Copy this listing line for line, without changing anything.
┌─ Material for this exercise
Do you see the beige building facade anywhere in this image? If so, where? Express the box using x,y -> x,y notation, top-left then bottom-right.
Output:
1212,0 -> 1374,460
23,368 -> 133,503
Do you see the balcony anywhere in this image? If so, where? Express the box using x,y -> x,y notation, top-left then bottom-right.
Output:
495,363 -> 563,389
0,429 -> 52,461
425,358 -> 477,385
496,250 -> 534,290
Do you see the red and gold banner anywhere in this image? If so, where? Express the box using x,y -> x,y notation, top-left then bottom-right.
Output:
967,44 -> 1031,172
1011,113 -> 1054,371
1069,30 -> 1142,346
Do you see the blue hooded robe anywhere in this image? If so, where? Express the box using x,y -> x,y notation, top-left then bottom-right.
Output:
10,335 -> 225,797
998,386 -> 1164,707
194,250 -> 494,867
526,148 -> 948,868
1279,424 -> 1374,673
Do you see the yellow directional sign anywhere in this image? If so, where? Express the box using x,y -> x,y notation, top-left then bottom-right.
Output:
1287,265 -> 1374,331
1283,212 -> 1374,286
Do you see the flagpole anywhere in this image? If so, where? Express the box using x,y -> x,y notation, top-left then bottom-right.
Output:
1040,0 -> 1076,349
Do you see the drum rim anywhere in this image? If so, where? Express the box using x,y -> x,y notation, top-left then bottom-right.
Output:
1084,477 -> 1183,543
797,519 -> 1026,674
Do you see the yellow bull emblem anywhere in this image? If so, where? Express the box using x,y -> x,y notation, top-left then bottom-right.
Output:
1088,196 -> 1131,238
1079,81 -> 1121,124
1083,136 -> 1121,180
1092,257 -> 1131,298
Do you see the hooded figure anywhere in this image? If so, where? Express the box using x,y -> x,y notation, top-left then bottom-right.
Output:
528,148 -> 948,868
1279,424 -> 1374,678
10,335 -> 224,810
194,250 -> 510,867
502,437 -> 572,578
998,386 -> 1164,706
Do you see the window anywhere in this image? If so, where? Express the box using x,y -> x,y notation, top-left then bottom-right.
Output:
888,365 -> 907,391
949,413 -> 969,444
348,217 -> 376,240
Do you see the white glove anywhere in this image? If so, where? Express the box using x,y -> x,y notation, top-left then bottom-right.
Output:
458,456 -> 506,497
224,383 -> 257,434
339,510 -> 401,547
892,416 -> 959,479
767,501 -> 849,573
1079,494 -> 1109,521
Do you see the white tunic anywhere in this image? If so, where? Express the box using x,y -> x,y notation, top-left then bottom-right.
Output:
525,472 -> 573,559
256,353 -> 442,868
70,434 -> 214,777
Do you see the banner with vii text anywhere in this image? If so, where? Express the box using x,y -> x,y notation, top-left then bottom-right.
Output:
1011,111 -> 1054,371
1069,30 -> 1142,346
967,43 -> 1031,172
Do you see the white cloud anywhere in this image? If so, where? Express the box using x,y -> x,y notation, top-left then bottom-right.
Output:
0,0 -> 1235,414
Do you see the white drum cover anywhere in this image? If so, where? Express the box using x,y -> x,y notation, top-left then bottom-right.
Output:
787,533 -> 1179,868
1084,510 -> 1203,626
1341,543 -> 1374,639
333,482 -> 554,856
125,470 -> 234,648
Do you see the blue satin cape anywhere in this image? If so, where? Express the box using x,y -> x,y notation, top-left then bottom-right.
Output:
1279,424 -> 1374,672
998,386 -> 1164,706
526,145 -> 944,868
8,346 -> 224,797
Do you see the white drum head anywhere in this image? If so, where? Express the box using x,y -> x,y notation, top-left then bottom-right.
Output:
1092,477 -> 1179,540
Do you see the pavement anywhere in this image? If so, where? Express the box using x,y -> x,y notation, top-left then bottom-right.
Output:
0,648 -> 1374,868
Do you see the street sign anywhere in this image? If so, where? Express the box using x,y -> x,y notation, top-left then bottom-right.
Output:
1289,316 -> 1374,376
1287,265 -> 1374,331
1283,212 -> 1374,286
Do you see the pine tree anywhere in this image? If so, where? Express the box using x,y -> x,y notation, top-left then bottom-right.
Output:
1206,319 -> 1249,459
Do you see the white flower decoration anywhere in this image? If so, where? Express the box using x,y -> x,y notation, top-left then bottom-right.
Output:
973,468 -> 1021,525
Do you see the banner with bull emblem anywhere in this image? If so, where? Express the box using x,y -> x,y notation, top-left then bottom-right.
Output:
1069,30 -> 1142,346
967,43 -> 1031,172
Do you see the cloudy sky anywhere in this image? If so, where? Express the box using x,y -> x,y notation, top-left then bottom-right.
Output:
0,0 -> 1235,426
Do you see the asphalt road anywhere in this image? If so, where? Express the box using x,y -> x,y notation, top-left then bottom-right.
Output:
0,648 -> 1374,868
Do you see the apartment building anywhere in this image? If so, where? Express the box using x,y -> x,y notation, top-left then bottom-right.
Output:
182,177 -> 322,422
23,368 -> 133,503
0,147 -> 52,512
└─
#### Response
Do you see the beige building facade anywhere in this image? If so, where? Express the box using x,y -> x,y notation, top-left then bottom-right.
Output:
1212,0 -> 1374,460
23,368 -> 133,503
Do you see the balcony anywhere in this image? If so, where? Express the box using x,y -> x,y notation, top-left then bottom-right.
Output:
495,363 -> 563,389
0,429 -> 52,461
425,358 -> 477,385
496,250 -> 534,290
Do you see the red and gold banner anywhere in this image? If so, where? Express the box using x,y -> x,y notation, top-left then bottom-right.
Output:
967,44 -> 1031,172
1011,113 -> 1054,371
1069,30 -> 1142,346
Do you see the blue hooded robe anywhere in this image? If so, where? Express the box using x,y -> x,y notation, top-left then bottom-right.
Output:
10,335 -> 225,797
998,386 -> 1164,707
194,250 -> 494,867
526,148 -> 948,868
1279,424 -> 1374,673
Do you see the yellow directional sign anywhere in this image? If so, where? Express the box using x,y -> x,y notation, top-left then bottom-right.
Output:
1287,265 -> 1374,331
1283,212 -> 1374,286
Do you see the flagpole anywhere in this image? If so, where? Express the box using x,y -> x,y notation, top-left then bottom-right.
Output:
1040,0 -> 1076,349
Do you see the drum rim anywhere in this image? If so, where? Express the box using x,y -> x,y notation, top-left then bottom-right.
Output:
1084,477 -> 1183,543
797,519 -> 1026,674
Do you see the yellow bull emblem anywhere in this image? If so, where? Express the box using x,y -> x,y notation, top-left then bottom-right.
Output:
1088,196 -> 1131,238
1079,81 -> 1121,124
1083,136 -> 1121,180
1092,257 -> 1131,298
Do you see the hooded figure anywhere in this image? If so, where? Express the box using x,y -> x,y notation, top-left then bottom-right.
Output:
528,148 -> 948,868
1279,424 -> 1374,678
10,335 -> 224,810
194,250 -> 510,867
502,437 -> 572,578
998,386 -> 1164,706
Do you see the window anywhere in this image? If so, where? Express the box using x,y -> x,y notation, top-left then bottom-right.
Output:
888,365 -> 907,391
949,413 -> 969,444
348,217 -> 376,240
Do you see the white glove anywhere in this image? If so, where? Express the box using x,y -> x,y notation, top-left then bottom-right.
Output:
458,456 -> 506,497
224,383 -> 257,434
339,510 -> 401,547
892,416 -> 959,479
767,501 -> 849,573
1079,494 -> 1109,521
Do you see the white tunic anywhere in this image? If so, where? Express the box using x,y -> x,y notation, top-left then bottom-right.
Output:
525,472 -> 573,559
256,353 -> 442,868
70,434 -> 214,777
Do you see the banner with vii text anywhere in this image? If so, where? Express the box using x,y -> x,y notation, top-left then bottom-right.
Output:
1011,111 -> 1054,371
1069,30 -> 1142,346
967,43 -> 1031,172
Do you see the white cloud anywhere in this image? If so, where? Express the box using x,y -> x,y notation, top-left then bottom-right.
Output:
0,0 -> 1235,414
Do you see the white drum cover anywhere in this image? If so, where? Express the box using x,y -> x,y notation, top-left then bottom-right.
Output:
787,533 -> 1179,868
1084,510 -> 1203,626
1341,543 -> 1374,639
333,482 -> 554,856
125,470 -> 234,648
Do you see the blue satin cape anywhere in this image? If so, where? Express the box using x,y -> x,y notation, top-left then bottom-right.
Output:
1279,424 -> 1374,672
998,386 -> 1164,706
526,145 -> 944,868
8,346 -> 224,797
Do you see the white drum head anywhere in this image? If so, where? Express the box using x,y -> x,y notation, top-left then bottom-right.
Output:
1092,477 -> 1179,540
Do you see the pavement anywhere in this image? If so, where? Express the box using x,y -> x,y notation, top-left then bottom-right.
Output:
0,648 -> 1374,868
Do you see the street sign anywhere in this image? If so, where? Express the box using x,y -> x,y notation, top-left then bottom-right.
Output:
1289,316 -> 1374,376
1287,265 -> 1374,331
1283,212 -> 1374,286
Do you see the pine tree anywhere in this image? If so, where? Express the box using x,y -> x,y notation, top-left then bottom-right.
Output:
1206,319 -> 1249,459
Do you see the white flower decoration anywhere in this image? If so, where? Express the box using x,y -> x,y notation, top-left then bottom-right.
Output:
973,468 -> 1021,525
Do you see the banner with bull emblem anywhere in this image? If so, where? Express the box using x,y -> x,y notation, top-left then bottom-right.
Output:
1069,30 -> 1142,346
967,43 -> 1031,172
Do you see the cloudy sky anywhere in this image? If so, where? Express the box using x,y -> x,y notation, top-left then bottom-right.
Output:
0,0 -> 1235,426
Do you see the asphalt road anywhere in this image? If so, where? Express the box using x,y -> x,y notation, top-left then bottom-right.
Output:
0,648 -> 1374,868
Do you see the apartment building anywhere in this image? If so, where? Express the box using x,y -> x,y notation, top-left then bottom-right.
Output:
182,177 -> 322,422
23,368 -> 133,503
0,147 -> 52,512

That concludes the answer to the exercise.